EXCERPTED PASSAGE -
▼

CSCI 151 - Lab 10

In class, we have been discussing how Graph structures might can be used to represent relationships between groups of objects. For this assignment, you will be writing a program that allows you to play the "Kevin Bacon Game". A person's "Bacon Number" is computed based on the number of movies of separation between that person and the actor Kevin Bacon. For example, if you are Kevin Bacon, then your Bacon Number is 0. If you were in a movie with Kevin Bacon, your number would be 1. If you weren't in a movie with Kevin Bacon, but were in a movie with someone who was, your Bacon Number would be 2. In short, your Bacon Number is one greater than the smallest Bacon Number of any of your co-stars.

For fun and some additional background, you can try out the Oracle of Bacon at the University of Virginia.

Program Details

You will be writing a class called BaconNumber that will read a data file and allow you to interactively query the system for the Bacon Number and path for any actor in the database. The program should require a single argument which is the filename containing the information on people and the roles they played in a movie. An optional second argument can be used to specify the initial center. After reading in the data, the program should then prompt the user for commands until an end-of-file (CTRL-D) is reached (hasNextLine() will return false).

Similar to what you did in past labs, if the filename argument begins with "http:" you should treat it as an URL and read the file from the network. This will enable you to play the game without having to download the entire file. To open a Scanner from an URL, you just need to do something similar to the following:

Sample command line usage

File Format

The movie data file contains information on what movies a performer appears in. Every line contains information on one person appearing in one movie. The lines are formatted as follows:

The vertical pipe character '|' can be used to determine where the name ends and the title begins. There will only be one '|' on a line and there are no empty names or titles. java.lang.String has a number of methods that can be used to divide up the line. (e.g., split("\\|"))

▲

Point labeling examples:
▼

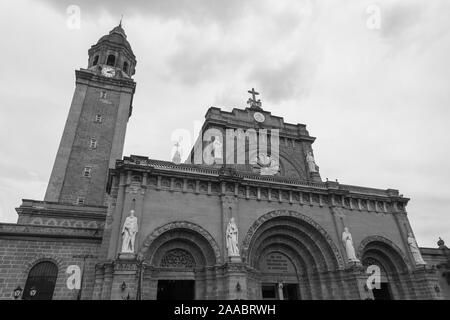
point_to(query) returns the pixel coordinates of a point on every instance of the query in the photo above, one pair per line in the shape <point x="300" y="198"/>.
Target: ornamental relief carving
<point x="177" y="258"/>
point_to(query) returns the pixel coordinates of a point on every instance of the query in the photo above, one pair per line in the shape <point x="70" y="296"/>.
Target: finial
<point x="177" y="156"/>
<point x="255" y="104"/>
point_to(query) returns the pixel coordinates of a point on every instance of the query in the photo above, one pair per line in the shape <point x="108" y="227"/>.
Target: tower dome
<point x="113" y="50"/>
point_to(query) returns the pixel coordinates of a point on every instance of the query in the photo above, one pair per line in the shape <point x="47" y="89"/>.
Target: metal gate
<point x="41" y="281"/>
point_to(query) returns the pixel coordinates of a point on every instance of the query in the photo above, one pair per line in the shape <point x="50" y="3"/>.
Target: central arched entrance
<point x="294" y="257"/>
<point x="177" y="256"/>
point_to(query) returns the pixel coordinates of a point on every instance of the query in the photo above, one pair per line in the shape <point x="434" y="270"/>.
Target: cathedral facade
<point x="247" y="216"/>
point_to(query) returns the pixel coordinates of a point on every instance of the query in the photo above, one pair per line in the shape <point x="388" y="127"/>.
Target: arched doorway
<point x="178" y="255"/>
<point x="392" y="265"/>
<point x="294" y="257"/>
<point x="41" y="281"/>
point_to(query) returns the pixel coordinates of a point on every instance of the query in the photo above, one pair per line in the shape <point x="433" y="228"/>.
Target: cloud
<point x="190" y="11"/>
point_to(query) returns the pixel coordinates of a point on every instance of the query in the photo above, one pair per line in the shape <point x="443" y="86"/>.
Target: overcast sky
<point x="377" y="99"/>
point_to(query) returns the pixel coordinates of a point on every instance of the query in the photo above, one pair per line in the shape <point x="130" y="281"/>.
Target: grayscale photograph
<point x="239" y="153"/>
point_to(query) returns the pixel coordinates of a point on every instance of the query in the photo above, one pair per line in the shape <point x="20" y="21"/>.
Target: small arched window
<point x="41" y="281"/>
<point x="111" y="61"/>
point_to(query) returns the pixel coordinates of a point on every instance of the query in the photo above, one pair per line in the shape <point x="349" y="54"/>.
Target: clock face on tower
<point x="108" y="71"/>
<point x="259" y="117"/>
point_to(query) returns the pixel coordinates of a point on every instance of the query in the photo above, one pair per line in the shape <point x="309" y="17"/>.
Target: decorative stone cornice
<point x="254" y="186"/>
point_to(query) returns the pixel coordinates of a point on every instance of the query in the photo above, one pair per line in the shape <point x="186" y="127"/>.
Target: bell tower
<point x="94" y="132"/>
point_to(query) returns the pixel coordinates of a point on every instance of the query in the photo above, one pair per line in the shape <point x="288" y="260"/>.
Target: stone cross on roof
<point x="254" y="104"/>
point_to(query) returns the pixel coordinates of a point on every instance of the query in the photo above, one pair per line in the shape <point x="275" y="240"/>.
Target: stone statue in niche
<point x="129" y="230"/>
<point x="311" y="162"/>
<point x="415" y="250"/>
<point x="217" y="148"/>
<point x="348" y="244"/>
<point x="232" y="238"/>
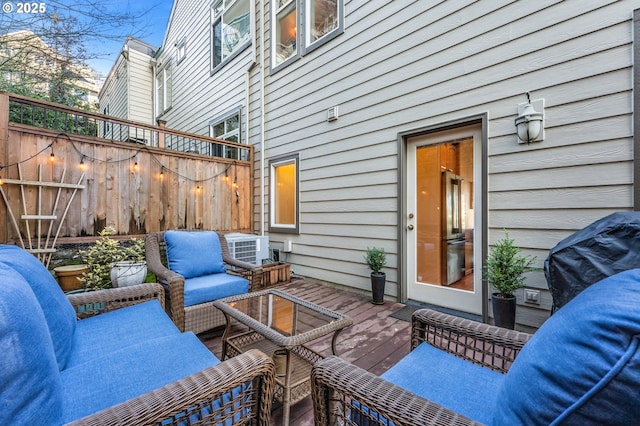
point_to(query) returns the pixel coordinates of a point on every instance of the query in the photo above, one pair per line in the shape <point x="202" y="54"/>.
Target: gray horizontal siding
<point x="406" y="65"/>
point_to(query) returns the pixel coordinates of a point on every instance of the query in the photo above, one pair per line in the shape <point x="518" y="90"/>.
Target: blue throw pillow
<point x="30" y="384"/>
<point x="194" y="254"/>
<point x="583" y="365"/>
<point x="58" y="312"/>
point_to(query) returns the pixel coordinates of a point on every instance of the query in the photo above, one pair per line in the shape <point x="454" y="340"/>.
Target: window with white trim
<point x="227" y="127"/>
<point x="163" y="89"/>
<point x="285" y="31"/>
<point x="230" y="29"/>
<point x="181" y="50"/>
<point x="299" y="26"/>
<point x="284" y="195"/>
<point x="323" y="18"/>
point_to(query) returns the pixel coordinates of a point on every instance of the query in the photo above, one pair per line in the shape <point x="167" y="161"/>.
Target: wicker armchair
<point x="202" y="397"/>
<point x="346" y="394"/>
<point x="203" y="316"/>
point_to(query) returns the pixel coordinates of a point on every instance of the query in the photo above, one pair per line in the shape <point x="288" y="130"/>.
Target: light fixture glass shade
<point x="529" y="124"/>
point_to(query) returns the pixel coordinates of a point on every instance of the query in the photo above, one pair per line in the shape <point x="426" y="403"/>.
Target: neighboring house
<point x="26" y="59"/>
<point x="127" y="92"/>
<point x="391" y="124"/>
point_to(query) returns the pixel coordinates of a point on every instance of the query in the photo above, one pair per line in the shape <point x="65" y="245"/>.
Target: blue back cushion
<point x="30" y="385"/>
<point x="213" y="287"/>
<point x="452" y="382"/>
<point x="194" y="254"/>
<point x="583" y="364"/>
<point x="58" y="312"/>
<point x="115" y="376"/>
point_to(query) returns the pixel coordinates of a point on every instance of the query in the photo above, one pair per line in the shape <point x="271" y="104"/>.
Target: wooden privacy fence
<point x="57" y="184"/>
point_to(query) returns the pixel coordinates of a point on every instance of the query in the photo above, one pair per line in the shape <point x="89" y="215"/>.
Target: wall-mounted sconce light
<point x="530" y="121"/>
<point x="332" y="114"/>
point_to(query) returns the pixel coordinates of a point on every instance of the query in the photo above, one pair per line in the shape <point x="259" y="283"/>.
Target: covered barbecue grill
<point x="604" y="248"/>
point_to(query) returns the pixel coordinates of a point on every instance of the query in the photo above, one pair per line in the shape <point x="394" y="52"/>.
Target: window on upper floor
<point x="283" y="211"/>
<point x="163" y="89"/>
<point x="299" y="26"/>
<point x="227" y="127"/>
<point x="230" y="29"/>
<point x="181" y="50"/>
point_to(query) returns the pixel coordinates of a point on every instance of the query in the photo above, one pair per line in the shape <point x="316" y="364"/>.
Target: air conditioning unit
<point x="248" y="248"/>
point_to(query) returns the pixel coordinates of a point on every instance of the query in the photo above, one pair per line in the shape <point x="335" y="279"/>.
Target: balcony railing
<point x="46" y="115"/>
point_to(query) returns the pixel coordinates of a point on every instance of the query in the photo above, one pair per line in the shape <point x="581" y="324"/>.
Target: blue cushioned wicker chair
<point x="196" y="268"/>
<point x="581" y="367"/>
<point x="113" y="357"/>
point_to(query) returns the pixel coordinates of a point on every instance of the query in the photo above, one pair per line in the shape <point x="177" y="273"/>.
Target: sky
<point x="150" y="28"/>
<point x="102" y="37"/>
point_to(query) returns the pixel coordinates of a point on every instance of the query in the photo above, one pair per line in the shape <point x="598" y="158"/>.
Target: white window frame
<point x="303" y="42"/>
<point x="225" y="151"/>
<point x="181" y="50"/>
<point x="310" y="45"/>
<point x="217" y="15"/>
<point x="279" y="227"/>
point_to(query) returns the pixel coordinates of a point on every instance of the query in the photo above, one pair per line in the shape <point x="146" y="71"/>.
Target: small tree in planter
<point x="504" y="270"/>
<point x="108" y="254"/>
<point x="376" y="259"/>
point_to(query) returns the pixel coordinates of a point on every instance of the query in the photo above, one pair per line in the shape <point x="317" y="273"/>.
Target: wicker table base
<point x="302" y="359"/>
<point x="278" y="321"/>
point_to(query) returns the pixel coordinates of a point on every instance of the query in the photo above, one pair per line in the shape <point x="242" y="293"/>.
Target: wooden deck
<point x="375" y="341"/>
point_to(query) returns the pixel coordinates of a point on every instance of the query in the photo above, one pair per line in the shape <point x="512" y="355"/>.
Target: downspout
<point x="262" y="120"/>
<point x="253" y="63"/>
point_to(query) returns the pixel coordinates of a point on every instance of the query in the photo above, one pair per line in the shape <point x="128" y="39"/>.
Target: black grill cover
<point x="604" y="248"/>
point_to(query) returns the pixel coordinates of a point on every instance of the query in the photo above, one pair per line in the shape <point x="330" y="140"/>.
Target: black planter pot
<point x="504" y="311"/>
<point x="377" y="287"/>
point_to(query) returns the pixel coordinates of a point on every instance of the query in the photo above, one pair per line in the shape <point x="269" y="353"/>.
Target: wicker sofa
<point x="581" y="367"/>
<point x="112" y="357"/>
<point x="205" y="256"/>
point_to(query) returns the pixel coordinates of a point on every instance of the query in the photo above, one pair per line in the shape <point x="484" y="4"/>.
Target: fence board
<point x="133" y="202"/>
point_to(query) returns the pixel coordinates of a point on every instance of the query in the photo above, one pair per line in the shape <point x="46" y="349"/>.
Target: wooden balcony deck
<point x="375" y="341"/>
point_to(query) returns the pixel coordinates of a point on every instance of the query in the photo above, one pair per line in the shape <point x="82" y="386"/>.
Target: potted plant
<point x="504" y="270"/>
<point x="111" y="264"/>
<point x="376" y="258"/>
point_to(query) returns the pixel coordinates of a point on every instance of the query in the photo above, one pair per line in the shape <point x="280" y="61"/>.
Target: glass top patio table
<point x="286" y="320"/>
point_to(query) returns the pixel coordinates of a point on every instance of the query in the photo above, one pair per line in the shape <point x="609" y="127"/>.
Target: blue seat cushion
<point x="58" y="312"/>
<point x="193" y="254"/>
<point x="115" y="377"/>
<point x="583" y="365"/>
<point x="119" y="329"/>
<point x="30" y="387"/>
<point x="452" y="382"/>
<point x="213" y="287"/>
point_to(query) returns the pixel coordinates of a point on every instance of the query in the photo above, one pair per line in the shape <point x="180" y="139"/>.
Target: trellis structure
<point x="44" y="247"/>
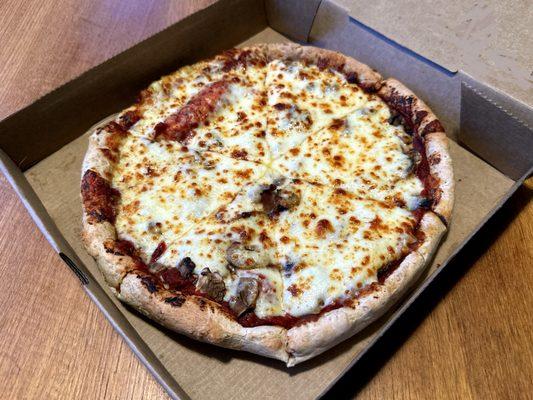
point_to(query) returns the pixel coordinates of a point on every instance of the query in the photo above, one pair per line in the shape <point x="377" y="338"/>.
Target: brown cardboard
<point x="56" y="182"/>
<point x="60" y="173"/>
<point x="183" y="366"/>
<point x="489" y="40"/>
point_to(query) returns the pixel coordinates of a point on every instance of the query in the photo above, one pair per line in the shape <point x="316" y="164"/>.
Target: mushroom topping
<point x="246" y="257"/>
<point x="212" y="284"/>
<point x="246" y="296"/>
<point x="276" y="200"/>
<point x="186" y="267"/>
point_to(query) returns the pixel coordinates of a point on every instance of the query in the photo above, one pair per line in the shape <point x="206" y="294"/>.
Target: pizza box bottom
<point x="207" y="372"/>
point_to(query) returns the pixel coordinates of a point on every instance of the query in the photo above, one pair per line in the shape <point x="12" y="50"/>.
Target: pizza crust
<point x="440" y="167"/>
<point x="401" y="98"/>
<point x="436" y="143"/>
<point x="205" y="320"/>
<point x="366" y="77"/>
<point x="308" y="340"/>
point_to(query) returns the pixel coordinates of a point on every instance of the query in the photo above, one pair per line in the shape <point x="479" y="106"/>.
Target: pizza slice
<point x="166" y="188"/>
<point x="218" y="106"/>
<point x="364" y="153"/>
<point x="304" y="98"/>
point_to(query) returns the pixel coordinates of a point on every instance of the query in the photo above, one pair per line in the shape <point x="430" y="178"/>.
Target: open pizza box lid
<point x="42" y="147"/>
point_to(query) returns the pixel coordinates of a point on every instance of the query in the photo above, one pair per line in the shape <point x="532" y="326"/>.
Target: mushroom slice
<point x="246" y="257"/>
<point x="276" y="200"/>
<point x="212" y="284"/>
<point x="186" y="267"/>
<point x="246" y="296"/>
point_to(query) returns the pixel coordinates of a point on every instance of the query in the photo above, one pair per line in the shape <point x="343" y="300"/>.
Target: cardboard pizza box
<point x="42" y="147"/>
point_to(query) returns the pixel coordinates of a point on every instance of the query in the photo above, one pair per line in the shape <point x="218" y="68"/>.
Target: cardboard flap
<point x="64" y="114"/>
<point x="486" y="118"/>
<point x="489" y="40"/>
<point x="292" y="18"/>
<point x="334" y="29"/>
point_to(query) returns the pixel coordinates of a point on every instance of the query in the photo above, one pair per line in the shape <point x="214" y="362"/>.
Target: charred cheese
<point x="296" y="180"/>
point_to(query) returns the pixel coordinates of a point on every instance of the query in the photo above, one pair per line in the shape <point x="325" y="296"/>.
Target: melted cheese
<point x="360" y="153"/>
<point x="319" y="137"/>
<point x="166" y="189"/>
<point x="302" y="100"/>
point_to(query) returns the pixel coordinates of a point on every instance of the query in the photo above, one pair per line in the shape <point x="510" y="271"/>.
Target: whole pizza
<point x="274" y="199"/>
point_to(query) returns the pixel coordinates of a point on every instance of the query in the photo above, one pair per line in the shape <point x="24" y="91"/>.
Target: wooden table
<point x="469" y="337"/>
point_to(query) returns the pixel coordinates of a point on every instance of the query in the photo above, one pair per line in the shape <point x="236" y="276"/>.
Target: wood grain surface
<point x="469" y="336"/>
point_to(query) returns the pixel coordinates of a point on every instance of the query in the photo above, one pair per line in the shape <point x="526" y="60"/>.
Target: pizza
<point x="274" y="199"/>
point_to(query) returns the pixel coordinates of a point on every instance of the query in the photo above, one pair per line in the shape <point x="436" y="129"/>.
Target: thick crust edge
<point x="203" y="320"/>
<point x="307" y="341"/>
<point x="427" y="125"/>
<point x="365" y="77"/>
<point x="206" y="321"/>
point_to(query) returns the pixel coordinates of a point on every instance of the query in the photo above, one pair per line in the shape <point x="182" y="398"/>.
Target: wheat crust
<point x="309" y="340"/>
<point x="366" y="77"/>
<point x="435" y="141"/>
<point x="204" y="320"/>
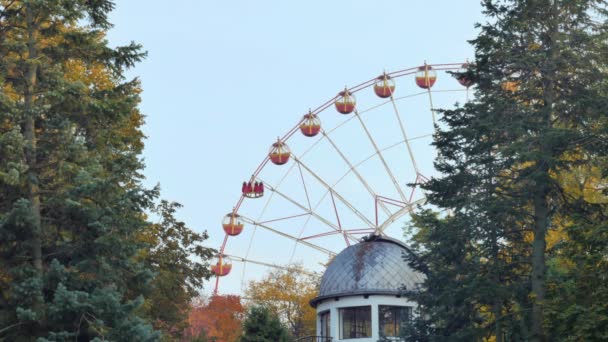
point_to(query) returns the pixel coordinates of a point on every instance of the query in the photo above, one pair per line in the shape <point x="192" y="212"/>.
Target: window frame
<point x="353" y="309"/>
<point x="397" y="322"/>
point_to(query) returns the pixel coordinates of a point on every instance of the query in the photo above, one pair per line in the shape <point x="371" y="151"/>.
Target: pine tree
<point x="539" y="111"/>
<point x="71" y="201"/>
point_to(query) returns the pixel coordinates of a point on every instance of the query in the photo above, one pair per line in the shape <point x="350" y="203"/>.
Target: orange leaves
<point x="219" y="317"/>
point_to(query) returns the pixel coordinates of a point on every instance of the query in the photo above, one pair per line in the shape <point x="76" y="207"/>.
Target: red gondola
<point x="311" y="125"/>
<point x="232" y="224"/>
<point x="221" y="268"/>
<point x="426" y="77"/>
<point x="253" y="191"/>
<point x="462" y="78"/>
<point x="510" y="86"/>
<point x="384" y="86"/>
<point x="346" y="102"/>
<point x="279" y="153"/>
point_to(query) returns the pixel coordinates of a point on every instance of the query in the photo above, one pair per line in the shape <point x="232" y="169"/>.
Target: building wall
<point x="374" y="301"/>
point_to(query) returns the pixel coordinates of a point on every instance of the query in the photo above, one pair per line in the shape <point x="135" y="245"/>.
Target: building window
<point x="392" y="319"/>
<point x="325" y="324"/>
<point x="356" y="322"/>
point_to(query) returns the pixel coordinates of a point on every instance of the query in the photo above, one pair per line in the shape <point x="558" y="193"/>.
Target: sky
<point x="223" y="79"/>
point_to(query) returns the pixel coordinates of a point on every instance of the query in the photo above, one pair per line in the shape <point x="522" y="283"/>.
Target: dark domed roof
<point x="370" y="267"/>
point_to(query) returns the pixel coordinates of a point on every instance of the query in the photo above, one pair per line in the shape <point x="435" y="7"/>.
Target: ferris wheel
<point x="348" y="168"/>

▲

Decide whether each statement below agrees with the Kevin Bacon Game lab assignment, answering yes or no and quoting the words of the assignment that settle it.
1. A person who appeared in a movie with Kevin Bacon has a Bacon Number of 1.
2. The program must be given exactly two command-line arguments.
3. A line in the movie data file may contain more than one '|' character.

1. Yes: "If you were in a movie with Kevin Bacon, your number would be 1."
2. No: "The program should require a single argument which is the filename containing the information on people and the roles they played in a movie. An optional second argument can be used to specify the initial center."
3. No: "There will only be one '|' on a line and there are no empty names or titles."